▶ **What you should do**
Can you rename "upright pointed ear" to "drooping ear" throughout the entries and give them back with nothing else changed and the pictures left out?

━━━━

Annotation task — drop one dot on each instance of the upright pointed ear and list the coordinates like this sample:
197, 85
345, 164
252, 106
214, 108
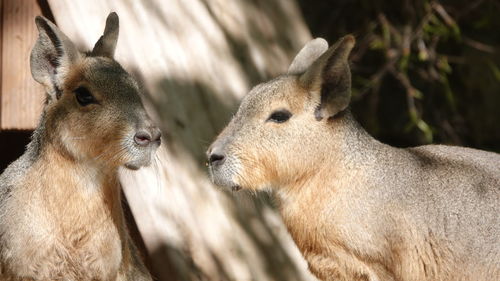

━━━━

▶ **Exercise answer**
Annotation task — drop one dot on each instance of the drooping ear and list the coordinates like this sample:
197, 85
345, 164
252, 106
214, 108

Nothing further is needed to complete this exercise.